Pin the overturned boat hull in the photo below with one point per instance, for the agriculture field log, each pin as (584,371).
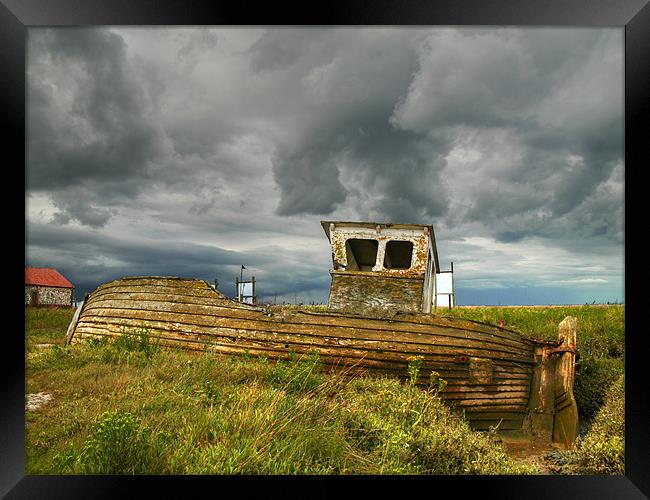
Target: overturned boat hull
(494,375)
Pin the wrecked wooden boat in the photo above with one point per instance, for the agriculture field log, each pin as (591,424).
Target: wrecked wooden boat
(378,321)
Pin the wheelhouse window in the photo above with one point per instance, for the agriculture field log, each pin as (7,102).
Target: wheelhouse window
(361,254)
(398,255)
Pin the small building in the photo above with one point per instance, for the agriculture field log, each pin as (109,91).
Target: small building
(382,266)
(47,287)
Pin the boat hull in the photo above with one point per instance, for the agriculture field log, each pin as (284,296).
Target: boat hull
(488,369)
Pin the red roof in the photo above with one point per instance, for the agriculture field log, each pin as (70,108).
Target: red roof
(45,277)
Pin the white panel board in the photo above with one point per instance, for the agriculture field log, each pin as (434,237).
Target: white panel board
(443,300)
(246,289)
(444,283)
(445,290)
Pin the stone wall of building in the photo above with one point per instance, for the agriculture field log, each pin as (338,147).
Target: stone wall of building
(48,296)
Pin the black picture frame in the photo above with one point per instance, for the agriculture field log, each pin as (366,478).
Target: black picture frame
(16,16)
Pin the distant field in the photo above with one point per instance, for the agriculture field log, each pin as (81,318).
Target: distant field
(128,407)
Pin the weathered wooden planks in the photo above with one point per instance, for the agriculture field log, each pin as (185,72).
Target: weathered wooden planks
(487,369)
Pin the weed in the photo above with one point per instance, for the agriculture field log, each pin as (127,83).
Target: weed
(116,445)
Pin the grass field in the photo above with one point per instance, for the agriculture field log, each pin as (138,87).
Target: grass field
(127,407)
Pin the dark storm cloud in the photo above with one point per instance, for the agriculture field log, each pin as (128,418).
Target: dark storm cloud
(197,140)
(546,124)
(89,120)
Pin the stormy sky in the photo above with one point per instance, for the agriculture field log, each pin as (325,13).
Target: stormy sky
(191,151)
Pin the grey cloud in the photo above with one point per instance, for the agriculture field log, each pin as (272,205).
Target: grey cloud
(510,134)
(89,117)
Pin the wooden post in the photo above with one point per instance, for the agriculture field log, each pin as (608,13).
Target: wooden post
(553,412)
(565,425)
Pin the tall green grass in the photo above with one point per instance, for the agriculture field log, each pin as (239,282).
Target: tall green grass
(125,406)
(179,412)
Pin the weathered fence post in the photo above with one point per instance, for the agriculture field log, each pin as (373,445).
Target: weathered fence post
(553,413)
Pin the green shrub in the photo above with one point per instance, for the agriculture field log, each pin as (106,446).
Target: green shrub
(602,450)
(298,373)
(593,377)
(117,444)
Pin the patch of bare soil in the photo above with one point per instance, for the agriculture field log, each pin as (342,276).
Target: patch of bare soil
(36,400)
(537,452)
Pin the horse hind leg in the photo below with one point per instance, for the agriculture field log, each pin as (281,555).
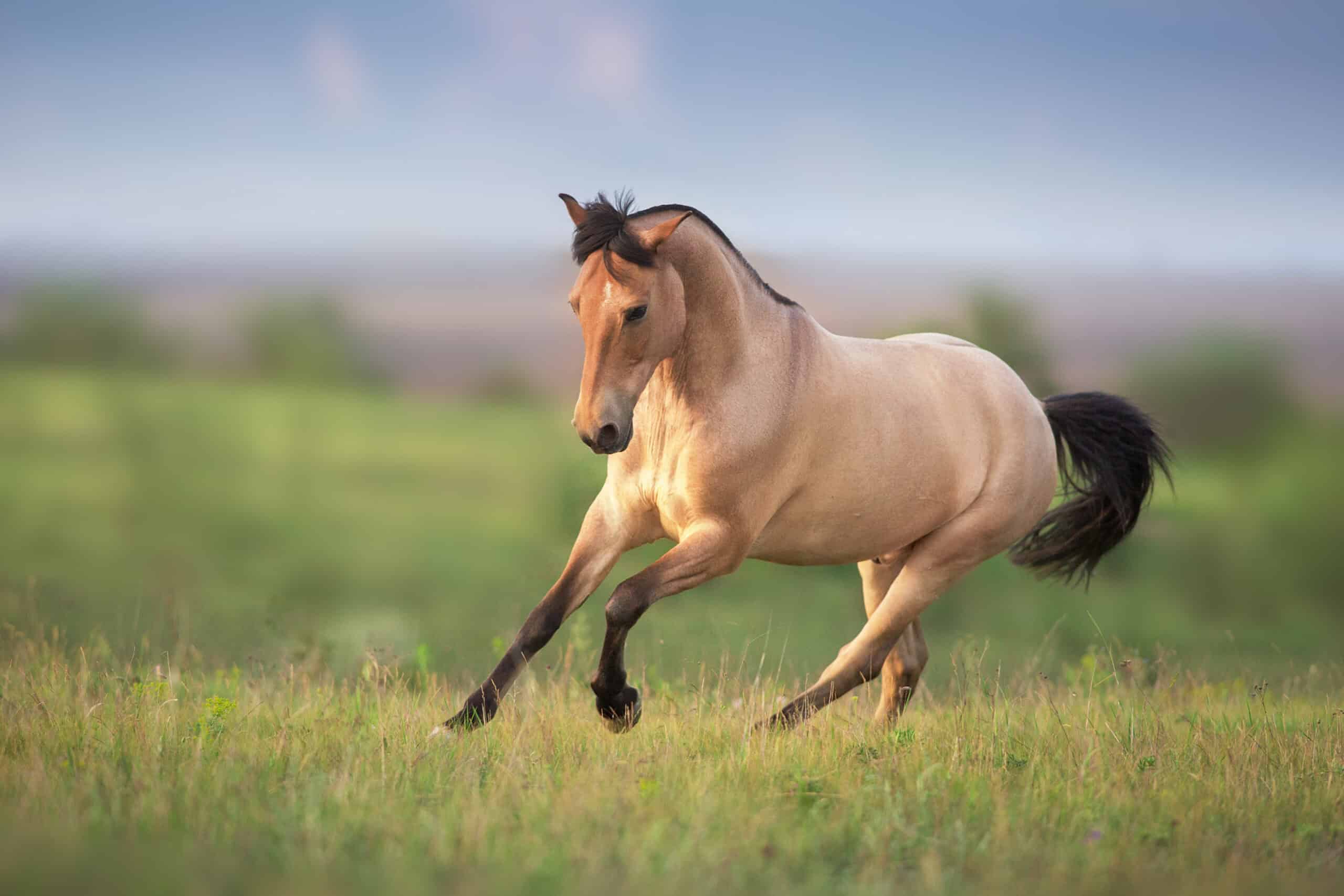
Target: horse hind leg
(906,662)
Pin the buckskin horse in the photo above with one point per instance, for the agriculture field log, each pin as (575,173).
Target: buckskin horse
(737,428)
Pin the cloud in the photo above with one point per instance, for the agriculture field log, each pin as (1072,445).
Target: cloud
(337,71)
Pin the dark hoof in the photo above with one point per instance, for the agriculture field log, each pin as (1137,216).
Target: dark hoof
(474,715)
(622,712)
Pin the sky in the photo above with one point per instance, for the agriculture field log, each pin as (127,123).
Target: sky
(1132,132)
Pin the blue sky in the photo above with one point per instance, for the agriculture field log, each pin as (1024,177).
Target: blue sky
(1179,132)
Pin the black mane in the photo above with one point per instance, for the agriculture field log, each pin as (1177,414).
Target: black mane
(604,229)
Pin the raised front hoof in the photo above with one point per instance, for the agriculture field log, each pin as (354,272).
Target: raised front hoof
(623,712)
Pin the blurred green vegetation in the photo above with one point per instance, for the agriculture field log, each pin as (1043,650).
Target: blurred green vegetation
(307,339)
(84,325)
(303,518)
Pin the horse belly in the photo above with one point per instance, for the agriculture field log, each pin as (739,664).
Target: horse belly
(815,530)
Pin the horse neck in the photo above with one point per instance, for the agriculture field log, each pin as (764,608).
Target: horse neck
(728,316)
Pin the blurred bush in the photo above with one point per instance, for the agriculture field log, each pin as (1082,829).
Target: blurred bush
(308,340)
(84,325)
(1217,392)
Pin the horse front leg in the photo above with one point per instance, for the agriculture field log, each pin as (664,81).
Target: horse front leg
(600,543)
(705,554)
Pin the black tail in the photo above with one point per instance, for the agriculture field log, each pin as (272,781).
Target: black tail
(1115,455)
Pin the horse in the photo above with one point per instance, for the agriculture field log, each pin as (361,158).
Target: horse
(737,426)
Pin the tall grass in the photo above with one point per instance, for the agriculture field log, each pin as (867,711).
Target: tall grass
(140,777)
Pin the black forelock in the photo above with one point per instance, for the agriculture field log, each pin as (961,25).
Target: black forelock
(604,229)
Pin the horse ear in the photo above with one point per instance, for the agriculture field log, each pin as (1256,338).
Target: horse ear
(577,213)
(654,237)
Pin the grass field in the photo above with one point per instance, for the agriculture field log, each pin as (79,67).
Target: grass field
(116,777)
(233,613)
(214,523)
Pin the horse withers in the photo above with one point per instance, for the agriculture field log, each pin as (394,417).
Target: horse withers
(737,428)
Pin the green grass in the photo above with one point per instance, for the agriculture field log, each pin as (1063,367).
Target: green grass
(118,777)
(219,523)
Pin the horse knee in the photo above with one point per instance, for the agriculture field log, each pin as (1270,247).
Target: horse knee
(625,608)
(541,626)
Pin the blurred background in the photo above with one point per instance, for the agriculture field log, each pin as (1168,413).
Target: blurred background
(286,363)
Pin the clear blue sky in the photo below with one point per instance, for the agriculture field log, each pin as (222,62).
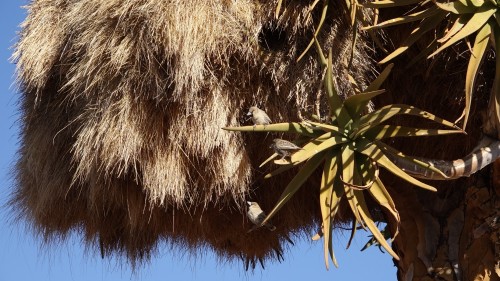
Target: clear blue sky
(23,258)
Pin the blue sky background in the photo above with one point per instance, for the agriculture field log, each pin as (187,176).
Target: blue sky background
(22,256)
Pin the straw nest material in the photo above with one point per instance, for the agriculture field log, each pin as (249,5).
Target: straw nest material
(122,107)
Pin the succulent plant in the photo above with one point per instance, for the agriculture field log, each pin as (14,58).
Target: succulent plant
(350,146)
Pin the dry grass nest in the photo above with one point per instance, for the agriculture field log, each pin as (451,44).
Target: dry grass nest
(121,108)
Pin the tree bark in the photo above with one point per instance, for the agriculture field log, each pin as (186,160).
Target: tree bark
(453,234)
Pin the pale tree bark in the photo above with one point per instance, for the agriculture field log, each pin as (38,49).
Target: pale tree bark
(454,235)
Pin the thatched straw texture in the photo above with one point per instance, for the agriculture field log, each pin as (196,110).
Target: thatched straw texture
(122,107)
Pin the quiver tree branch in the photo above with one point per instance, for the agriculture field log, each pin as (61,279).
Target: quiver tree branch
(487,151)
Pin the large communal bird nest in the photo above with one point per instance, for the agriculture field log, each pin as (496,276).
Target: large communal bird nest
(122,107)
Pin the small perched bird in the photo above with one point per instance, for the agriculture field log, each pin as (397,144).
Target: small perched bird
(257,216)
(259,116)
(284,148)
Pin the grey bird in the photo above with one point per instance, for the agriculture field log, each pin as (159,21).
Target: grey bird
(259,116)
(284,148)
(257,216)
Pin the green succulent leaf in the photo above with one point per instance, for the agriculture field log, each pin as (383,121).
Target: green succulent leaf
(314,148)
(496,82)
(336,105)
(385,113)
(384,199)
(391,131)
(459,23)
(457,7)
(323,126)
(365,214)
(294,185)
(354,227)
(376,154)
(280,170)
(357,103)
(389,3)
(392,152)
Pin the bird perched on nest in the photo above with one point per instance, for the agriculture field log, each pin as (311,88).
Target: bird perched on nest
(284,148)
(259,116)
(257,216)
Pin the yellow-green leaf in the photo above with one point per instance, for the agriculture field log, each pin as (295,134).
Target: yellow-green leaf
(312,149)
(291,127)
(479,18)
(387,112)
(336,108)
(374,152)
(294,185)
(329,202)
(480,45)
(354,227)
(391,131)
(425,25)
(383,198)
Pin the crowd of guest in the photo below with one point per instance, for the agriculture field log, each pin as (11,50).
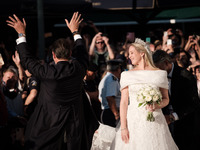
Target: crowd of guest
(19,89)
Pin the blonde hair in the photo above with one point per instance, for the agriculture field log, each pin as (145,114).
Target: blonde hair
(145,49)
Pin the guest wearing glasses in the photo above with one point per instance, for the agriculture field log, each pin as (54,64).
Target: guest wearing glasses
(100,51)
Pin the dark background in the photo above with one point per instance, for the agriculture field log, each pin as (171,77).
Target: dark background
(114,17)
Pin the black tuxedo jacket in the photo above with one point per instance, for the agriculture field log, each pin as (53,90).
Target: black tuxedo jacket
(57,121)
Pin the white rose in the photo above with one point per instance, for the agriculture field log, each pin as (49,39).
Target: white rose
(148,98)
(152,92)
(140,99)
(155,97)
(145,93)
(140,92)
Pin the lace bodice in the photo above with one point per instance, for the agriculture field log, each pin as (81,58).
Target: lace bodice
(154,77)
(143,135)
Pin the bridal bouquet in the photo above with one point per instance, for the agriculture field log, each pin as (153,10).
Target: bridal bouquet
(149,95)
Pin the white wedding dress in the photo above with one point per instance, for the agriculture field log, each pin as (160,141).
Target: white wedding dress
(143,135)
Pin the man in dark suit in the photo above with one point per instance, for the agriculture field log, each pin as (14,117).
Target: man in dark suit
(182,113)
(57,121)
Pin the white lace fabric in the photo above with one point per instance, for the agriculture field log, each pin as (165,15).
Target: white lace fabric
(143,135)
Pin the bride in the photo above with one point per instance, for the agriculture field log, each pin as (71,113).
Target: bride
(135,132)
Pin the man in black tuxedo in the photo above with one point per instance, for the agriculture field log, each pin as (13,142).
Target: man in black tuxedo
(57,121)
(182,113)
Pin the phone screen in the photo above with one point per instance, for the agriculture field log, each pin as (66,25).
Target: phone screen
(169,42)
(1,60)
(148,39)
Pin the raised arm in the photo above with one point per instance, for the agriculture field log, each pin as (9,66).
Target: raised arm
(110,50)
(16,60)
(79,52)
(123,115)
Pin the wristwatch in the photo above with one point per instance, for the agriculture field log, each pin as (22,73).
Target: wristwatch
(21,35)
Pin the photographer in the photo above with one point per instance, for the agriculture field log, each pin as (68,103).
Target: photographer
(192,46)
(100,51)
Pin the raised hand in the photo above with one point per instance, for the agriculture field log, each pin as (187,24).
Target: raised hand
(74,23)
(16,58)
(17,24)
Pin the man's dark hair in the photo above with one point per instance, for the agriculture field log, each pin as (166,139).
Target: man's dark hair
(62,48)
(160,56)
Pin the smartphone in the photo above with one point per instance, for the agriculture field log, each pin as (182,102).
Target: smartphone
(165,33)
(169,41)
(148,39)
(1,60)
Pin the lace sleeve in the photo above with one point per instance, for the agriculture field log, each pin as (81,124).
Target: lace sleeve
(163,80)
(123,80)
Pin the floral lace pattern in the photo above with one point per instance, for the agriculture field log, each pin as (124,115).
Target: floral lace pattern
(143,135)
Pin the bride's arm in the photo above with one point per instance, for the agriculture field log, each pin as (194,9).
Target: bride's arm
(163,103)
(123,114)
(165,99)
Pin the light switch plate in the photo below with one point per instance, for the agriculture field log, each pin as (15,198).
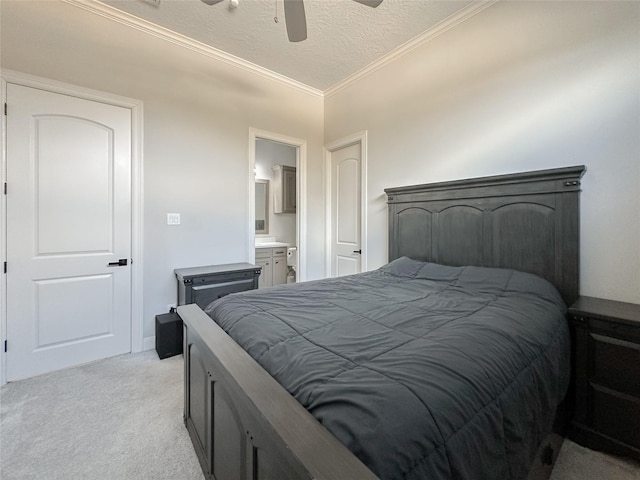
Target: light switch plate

□ □ □ □ □

» **What is required**
Print again, word for word, every line from the line with "Pin the raised arm" to the final line of the records, inclusive; skip the pictures.

» **Reply to the exercise**
Pin the raised arm in the photo above with one point per instance, for the agriculture field log, each pin as (9,66).
Target: raised arm
(110,50)
(16,60)
(79,52)
(123,115)
Pin the wristwatch in the photo above with one point per instance, for the agriculture field log, each pin as (22,73).
Target: wristwatch
(21,35)
Pin the photographer in the photo above with one point per instance, for the agriculture field log, each pin as (68,103).
Target: photographer
(192,46)
(100,51)
Pin the raised hand in the photo above with one point per instance, for the agriculture field log, each pin as (187,24).
Target: raised hand
(74,23)
(16,58)
(17,24)
Pin the man's dark hair in the photo above with one point per instance, for the agriculture field log, each pin as (166,139).
Target: man's dark hair
(62,48)
(160,56)
Pin the smartphone in the photo above with one point per instance, for the agriculture field log, each pin as (182,102).
Target: smartphone
(165,33)
(169,41)
(148,39)
(1,60)
Pin the lace sleeve in the photo above with one point per instance, for the agriculture field log, each pin as (81,124).
Target: lace sleeve
(163,80)
(123,80)
Pin the floral lace pattern in the photo above with one point per instance, for the agriculture field log, each pin as (124,115).
Target: floral lace pattern
(143,135)
Pin the bride's arm in the photo above with one point per instance, for the agriculture field log, each pin as (194,9).
Target: bride's arm
(163,103)
(123,114)
(165,99)
Pin the light switch plate in the photo below with one point per instance, for the agriculture field log, each pin as (15,198).
Target: light switch plate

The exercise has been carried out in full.